* [Task objective]:
Translate this sentence from the forum thread about keeping constructor code from running at design time in Visual Studio into Spanish: "The DesignMode property is always false in the constructor and methods called by the constructor."

How to have code in the constructor that will NOT be executed at design time by Visual Studio?

Question

I have a method call in the constructor of my user control that does something that won't work at design time (connecting to a database), and Visual Studio just bailed out when I tried to add that control to the GUI designer.
Sure, I can factor out that code to a separate method, but I don't like the idea that every time I use that object I need to remember to execute a certain method which is essential to that object's function (that's what the constructor is for.).

Is there something like a preprocessor symbol that I can mark my code with so that Visual Studio won't try to execute that code at design time?

Answer 1

As others have stated, you can use the DesignMode property of the Component class. However, you will not be able to do this in the constructor of your control. The DesignMode property is always false in the constructor and methods called by the constructor. To get around this, re-factor your code to connect to the database in the OnLoad() callback. The DesignMode property is valid at that point. See here for the reasoning (look for the DesignMode section of the article).

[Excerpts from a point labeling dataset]
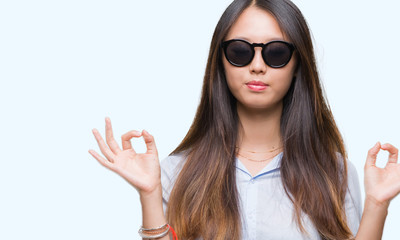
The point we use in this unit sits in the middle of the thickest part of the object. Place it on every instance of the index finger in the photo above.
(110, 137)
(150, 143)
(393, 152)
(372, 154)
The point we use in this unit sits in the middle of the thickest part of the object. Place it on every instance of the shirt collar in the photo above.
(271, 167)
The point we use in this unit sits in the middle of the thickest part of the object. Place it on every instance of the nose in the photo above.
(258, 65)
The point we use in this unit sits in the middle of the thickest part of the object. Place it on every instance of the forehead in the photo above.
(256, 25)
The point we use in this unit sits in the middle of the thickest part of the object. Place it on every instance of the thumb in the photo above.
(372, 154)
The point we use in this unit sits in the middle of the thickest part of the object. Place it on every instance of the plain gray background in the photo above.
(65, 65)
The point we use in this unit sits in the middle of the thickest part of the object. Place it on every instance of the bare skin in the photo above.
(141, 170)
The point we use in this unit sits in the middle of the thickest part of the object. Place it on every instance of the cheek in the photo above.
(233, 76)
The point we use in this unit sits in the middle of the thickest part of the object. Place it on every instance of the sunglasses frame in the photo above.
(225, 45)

* * *

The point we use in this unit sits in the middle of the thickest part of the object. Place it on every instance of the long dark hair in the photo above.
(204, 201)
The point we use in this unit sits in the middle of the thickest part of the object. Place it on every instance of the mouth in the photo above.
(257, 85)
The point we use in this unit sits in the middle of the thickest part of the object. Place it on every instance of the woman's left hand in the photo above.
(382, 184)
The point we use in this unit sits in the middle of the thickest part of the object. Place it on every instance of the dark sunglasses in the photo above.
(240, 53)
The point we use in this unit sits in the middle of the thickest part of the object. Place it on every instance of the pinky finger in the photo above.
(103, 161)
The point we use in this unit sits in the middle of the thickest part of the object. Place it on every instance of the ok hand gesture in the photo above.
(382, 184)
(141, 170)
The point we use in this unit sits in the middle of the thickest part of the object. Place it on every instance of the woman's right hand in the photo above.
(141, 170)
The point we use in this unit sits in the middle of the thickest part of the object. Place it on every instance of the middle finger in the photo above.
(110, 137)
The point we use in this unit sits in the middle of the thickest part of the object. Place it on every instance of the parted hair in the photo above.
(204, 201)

...

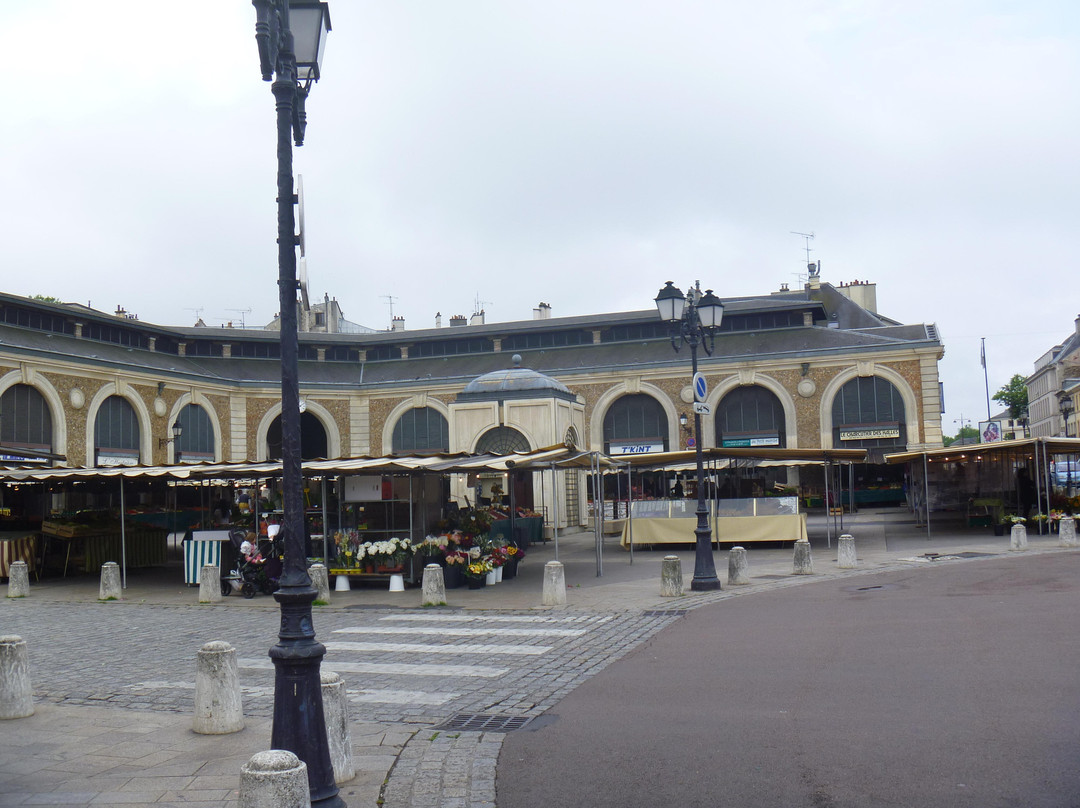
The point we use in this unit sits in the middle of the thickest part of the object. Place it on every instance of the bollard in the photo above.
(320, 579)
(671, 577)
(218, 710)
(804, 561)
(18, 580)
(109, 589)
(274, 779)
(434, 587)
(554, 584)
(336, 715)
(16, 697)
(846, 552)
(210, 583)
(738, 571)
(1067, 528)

* [Task answer]:
La propiedad DesignMode siempre es false en el constructor y en los métodos llamados por el constructor.